Stored items
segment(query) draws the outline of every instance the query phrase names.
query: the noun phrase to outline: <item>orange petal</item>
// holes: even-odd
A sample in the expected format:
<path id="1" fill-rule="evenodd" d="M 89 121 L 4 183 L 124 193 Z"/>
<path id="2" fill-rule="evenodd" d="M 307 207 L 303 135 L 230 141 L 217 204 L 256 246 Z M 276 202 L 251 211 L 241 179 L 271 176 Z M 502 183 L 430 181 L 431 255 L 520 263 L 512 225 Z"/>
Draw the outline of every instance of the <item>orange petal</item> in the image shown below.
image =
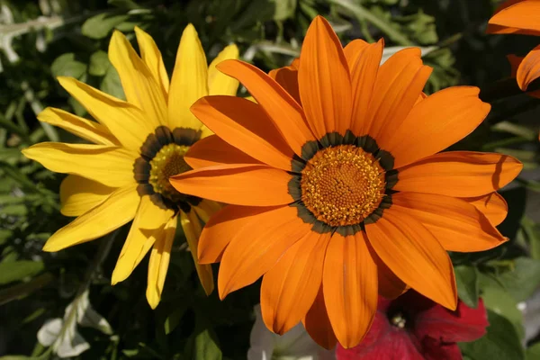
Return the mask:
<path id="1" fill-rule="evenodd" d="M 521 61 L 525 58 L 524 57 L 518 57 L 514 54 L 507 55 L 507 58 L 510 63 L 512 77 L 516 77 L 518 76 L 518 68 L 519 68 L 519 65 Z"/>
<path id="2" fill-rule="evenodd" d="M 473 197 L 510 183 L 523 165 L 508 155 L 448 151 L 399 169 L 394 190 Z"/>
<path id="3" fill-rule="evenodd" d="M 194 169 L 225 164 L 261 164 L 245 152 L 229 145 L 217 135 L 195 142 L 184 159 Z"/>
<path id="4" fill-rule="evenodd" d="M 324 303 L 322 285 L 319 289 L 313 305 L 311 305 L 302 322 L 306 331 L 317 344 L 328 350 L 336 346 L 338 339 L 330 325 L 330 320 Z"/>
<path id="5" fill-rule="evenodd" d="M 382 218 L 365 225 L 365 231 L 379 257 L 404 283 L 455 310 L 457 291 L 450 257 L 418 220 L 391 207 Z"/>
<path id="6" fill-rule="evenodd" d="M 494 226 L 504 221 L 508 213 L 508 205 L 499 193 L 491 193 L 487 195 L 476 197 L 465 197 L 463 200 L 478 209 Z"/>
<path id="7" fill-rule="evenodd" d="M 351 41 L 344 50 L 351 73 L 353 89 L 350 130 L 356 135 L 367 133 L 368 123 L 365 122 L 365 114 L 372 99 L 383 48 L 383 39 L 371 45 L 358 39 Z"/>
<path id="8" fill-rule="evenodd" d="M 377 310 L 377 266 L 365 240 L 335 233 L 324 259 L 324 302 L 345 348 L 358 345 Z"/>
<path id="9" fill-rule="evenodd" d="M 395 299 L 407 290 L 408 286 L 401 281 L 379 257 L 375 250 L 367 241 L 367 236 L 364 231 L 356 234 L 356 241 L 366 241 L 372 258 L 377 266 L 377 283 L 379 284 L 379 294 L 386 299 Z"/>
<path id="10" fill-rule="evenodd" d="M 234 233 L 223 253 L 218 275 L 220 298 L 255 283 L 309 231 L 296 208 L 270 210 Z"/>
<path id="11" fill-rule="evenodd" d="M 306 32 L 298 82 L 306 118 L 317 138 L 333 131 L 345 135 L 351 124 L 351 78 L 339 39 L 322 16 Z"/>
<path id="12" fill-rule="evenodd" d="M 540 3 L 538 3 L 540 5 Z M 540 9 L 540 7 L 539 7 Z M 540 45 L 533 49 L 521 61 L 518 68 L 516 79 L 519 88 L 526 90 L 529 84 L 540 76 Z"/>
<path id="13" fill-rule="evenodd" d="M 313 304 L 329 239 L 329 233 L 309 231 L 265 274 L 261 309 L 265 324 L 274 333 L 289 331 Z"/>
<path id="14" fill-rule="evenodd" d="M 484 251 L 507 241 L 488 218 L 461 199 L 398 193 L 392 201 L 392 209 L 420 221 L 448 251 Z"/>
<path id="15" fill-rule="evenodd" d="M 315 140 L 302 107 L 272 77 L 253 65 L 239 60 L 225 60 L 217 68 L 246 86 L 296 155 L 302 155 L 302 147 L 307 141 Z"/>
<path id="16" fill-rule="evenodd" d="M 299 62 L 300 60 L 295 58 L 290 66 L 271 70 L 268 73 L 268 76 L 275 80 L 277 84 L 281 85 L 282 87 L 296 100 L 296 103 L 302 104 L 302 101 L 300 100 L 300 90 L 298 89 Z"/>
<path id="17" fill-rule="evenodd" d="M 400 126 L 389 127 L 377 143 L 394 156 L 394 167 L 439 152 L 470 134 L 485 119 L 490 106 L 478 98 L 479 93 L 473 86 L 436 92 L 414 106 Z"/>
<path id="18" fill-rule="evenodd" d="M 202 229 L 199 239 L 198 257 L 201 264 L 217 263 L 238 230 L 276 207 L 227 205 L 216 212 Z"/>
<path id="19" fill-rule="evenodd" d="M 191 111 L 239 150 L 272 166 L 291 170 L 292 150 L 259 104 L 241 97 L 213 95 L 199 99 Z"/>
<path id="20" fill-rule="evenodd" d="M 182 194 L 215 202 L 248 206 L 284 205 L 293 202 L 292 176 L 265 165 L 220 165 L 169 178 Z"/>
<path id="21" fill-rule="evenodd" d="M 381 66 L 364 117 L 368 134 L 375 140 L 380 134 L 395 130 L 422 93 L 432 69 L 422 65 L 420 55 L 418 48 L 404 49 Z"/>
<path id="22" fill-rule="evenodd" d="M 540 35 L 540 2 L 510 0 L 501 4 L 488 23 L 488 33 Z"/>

* * *

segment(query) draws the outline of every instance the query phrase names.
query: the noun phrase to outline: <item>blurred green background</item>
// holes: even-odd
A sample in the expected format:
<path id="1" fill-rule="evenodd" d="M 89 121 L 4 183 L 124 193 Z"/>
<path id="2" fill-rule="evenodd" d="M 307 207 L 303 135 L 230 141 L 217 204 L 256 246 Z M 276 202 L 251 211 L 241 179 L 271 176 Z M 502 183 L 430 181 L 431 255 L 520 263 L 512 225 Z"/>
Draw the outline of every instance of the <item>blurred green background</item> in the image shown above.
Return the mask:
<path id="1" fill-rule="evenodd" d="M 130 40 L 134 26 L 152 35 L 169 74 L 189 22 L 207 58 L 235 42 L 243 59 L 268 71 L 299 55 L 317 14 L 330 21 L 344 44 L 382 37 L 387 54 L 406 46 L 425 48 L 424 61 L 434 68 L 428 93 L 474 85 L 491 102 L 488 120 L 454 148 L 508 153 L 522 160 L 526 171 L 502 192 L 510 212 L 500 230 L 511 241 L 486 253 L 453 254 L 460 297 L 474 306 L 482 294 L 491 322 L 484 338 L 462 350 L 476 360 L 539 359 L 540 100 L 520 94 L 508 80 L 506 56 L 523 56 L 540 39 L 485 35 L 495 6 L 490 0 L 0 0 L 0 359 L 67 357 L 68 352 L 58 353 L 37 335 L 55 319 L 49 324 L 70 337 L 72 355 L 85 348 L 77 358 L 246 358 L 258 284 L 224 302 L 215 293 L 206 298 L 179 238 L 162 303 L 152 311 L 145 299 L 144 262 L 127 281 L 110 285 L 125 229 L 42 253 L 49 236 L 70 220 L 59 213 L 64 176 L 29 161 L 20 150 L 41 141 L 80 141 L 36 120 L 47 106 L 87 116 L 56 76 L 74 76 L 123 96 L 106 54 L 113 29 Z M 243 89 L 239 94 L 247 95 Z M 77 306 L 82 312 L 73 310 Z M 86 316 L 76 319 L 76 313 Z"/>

■ **What to produce**
Pick out every line in the records above that contains the string "phrase" and copy each of those lines. Case matters.

■ **Task output**
segment(query) draws the outline of every instance the query phrase names.
query: the noun phrase to outline: <item>orange petal</item>
segment(query) draws the outline of every instance the query phrase names.
query: the noun phrase to outline: <item>blurred green background</item>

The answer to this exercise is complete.